Exercise >> Locate every line in the material below that contains the string "groove" and copy each of those lines in full. Treat uppercase and lowercase as different.

Provided information >>

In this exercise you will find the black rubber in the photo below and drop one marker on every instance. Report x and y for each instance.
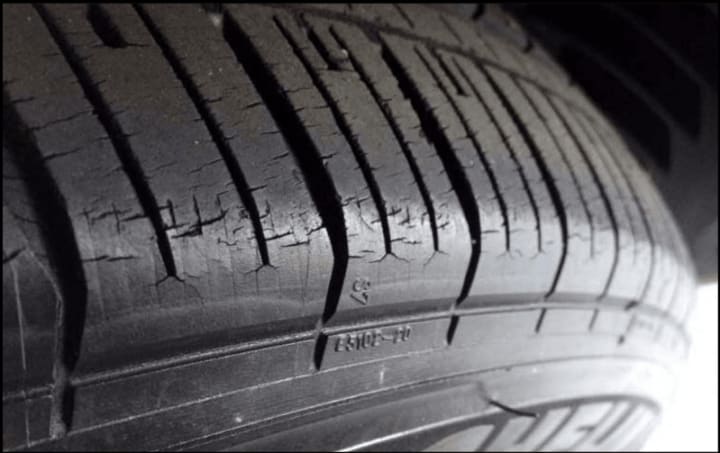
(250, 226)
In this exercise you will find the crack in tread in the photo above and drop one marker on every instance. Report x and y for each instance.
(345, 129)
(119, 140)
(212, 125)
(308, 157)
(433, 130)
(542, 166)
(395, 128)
* * *
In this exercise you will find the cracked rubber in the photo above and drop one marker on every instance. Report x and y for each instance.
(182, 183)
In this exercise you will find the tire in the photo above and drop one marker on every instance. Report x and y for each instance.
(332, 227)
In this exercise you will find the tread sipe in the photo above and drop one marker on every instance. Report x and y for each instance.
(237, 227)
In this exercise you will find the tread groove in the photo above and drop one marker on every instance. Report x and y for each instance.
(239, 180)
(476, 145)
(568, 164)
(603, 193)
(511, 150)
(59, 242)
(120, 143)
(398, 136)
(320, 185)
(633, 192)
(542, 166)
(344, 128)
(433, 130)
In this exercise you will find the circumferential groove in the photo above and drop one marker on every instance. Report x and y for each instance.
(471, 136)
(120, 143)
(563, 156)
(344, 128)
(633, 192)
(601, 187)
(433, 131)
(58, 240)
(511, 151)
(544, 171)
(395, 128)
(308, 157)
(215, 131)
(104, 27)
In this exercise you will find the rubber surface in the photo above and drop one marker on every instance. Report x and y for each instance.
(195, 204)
---
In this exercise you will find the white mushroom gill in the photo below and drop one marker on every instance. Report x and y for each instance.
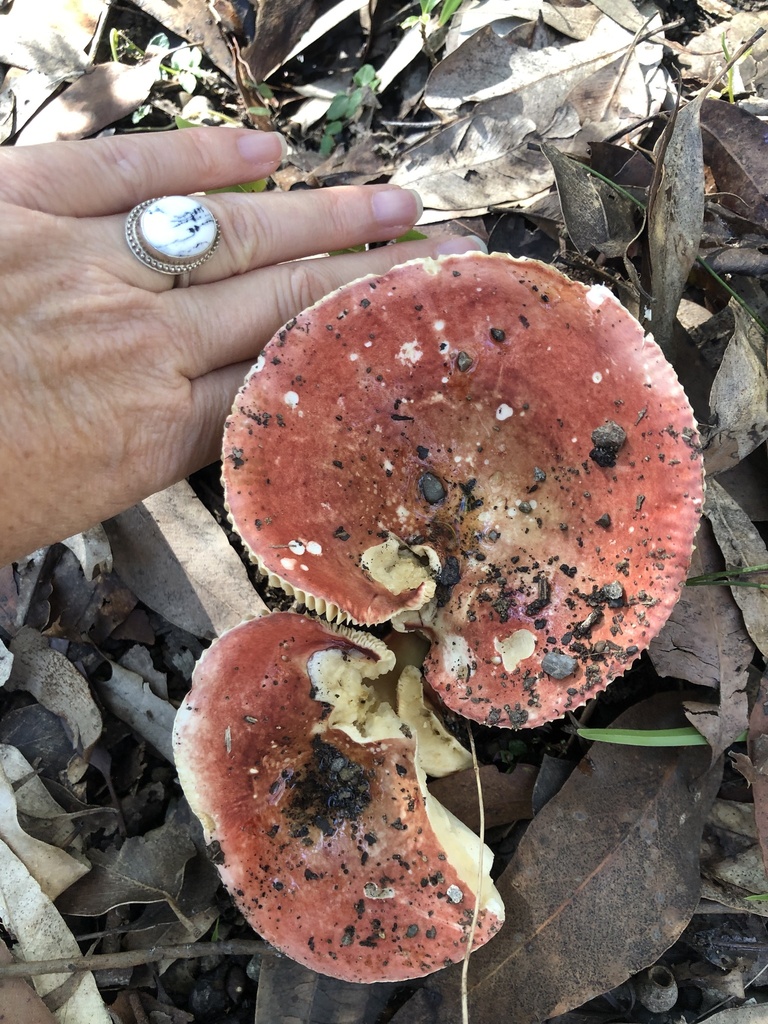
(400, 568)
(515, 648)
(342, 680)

Solved exercise >>
In this exercise you will find the tread groove in the photo above and drop one marker on every instance. Report x and y for each instance.
In this exercise you will find the circumferential groove in the photo above and drop one marker on every instance. Report x and y for each instance.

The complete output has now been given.